____ DATA

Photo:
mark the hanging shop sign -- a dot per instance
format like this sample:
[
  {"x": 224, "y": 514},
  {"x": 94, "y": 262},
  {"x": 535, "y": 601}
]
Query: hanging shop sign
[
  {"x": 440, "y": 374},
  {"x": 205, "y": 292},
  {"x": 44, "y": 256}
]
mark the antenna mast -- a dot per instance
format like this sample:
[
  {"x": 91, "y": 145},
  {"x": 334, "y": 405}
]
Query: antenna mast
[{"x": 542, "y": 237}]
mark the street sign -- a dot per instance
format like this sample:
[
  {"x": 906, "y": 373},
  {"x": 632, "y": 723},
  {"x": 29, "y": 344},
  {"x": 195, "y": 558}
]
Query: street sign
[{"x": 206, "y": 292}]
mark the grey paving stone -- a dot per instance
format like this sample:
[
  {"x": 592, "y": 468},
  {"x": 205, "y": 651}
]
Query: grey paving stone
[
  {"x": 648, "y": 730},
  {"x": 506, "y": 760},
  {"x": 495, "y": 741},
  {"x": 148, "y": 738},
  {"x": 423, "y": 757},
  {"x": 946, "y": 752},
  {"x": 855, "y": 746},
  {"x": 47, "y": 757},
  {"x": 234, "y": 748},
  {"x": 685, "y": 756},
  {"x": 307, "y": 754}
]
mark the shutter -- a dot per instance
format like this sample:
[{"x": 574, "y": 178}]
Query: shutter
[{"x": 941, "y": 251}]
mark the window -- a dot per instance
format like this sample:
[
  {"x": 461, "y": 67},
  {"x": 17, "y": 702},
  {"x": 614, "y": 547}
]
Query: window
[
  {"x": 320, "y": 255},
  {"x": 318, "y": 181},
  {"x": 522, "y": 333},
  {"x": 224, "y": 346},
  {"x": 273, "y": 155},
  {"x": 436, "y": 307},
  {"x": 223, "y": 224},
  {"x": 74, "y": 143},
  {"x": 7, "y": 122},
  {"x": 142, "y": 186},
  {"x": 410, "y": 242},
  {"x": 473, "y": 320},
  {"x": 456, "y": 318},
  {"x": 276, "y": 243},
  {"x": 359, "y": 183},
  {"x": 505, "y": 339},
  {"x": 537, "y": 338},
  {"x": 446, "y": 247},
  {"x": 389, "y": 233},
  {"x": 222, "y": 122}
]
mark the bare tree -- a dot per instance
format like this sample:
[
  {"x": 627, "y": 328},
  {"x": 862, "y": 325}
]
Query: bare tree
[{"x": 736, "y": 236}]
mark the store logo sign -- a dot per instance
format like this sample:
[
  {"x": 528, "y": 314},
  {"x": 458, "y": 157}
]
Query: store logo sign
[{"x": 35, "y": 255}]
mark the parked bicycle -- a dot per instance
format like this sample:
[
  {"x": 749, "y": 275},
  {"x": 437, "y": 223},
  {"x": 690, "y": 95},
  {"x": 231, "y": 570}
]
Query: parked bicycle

________

## PROBLEM TO WORK ON
The lines needed are those in the data above that hold the string "bicycle"; copy each of them.

## SOLUTION TO THIS TASK
mark the parked bicycle -- a dot per instance
Query: parked bicycle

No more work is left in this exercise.